• [Цитируемый текст]:
=-=-=-=-=

В XIX веке готическая литературная традиция – оппозиционная по отношению к идеологии Просвещения и одновременно неразрывно, симбиотически с ней связанная – уже не могла существовать в ее изначальной форме, хотя бы по той причине, что французская революция не оставила камня на камне от основ просветительского мировоззрения (косвенным образом подтвердив интуитивное убеждение многих предромантиков в том, что иррациональное начало, на тот момент практически не изученное, в человеческом сознании играет куда более значительную роль, чем рациональное, фанатично пестуемое просветителями и тотально капитулировавшее в ситуации глобальных исторических катаклизмов).

Новая эпоха принесла с собой иные смысловые и эстетические принципы и ориентиры, и готическое перестало восприниматься как маргинальное в литературе, переместившись с периферии в центр глобально обновившейся художественной парадигмы[63]. Теперь даже серьезные авторы – такие, как Вальтер Скотт или сестры Бронте, чьи имена сами по себе знаменовали новые страницы в истории английской литературы[64] – нередко использовали мистические образы и готические клише в своих произведениях. Перси Биш Шелли в юности сам пробовал писать в жанре готического романа – без особого успеха.

=-=-=-=-=

• [Исходные данные]:
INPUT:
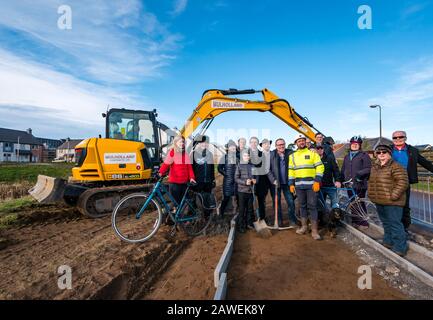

=-=-=-=-=

• [Что сделать]:
a. Кто, согласно тексту о готической традиции, в юности пробовал писать готический роман и с каким результатом?
b. Поменяйте в тексте о готической традиции «готические клише» на «готические мотивы» и приведите фрагмент, начиная с «Новая эпоха принесла» и заканчивая «без особого успеха.».
c. Продолжите текст о готической традиции в XIX веке, начав сразу после его последнего предложения.
Листинг для работы не понадобится.

• [Ответы]:
a. Перси Биш Шелли, без особого успеха.

b.
Новая эпоха принесла с собой иные смысловые и эстетические принципы и ориентиры, и готическое перестало восприниматься как маргинальное в литературе, переместившись с периферии в центр глобально обновившейся художественной парадигмы[63]. Теперь даже серьезные авторы – такие, как Вальтер Скотт или сестры Бронте, чьи имена сами по себе знаменовали новые страницы в истории английской литературы[64] – нередко использовали мистические образы и готические мотивы в своих произведениях. Перси Биш Шелли в юности сам пробовал писать в жанре готического романа – без особого успеха.

c.
В эпоху романтизма арсенал литературных ужасов необычайно расширился; в нем появился такой персонаж, как вампир, ранее знакомый читателям только по народным легендам. Крестным отцом вампира в литературе считается Байрон[65], что кажется вполне логичным и даже неизбежным – в самом этом образе, воплощающем крайнюю форму паразитического эгоцентризма и аморализма, есть немало байронического. Хотя сам Байрон с негодованием отрекся от повести «Вампир»[66], массового нашествия кровососущих в беллетристике избежать не удалось: повесть Полидори породила множество подражаний и переделок, в том числе в драматической форме, и к моменту появления «Дракулы» (1897) Брэма Стокера вампир так прочно обосновался в западноевропейской литературе ужасов, что превратился в заурядного персонажа, способного заинтересовать, в лучшем случае, читателей «Грошовых ужасов» – популярных в XIX веке в Англии дешевых серийных выпусков с бульварными триллерами.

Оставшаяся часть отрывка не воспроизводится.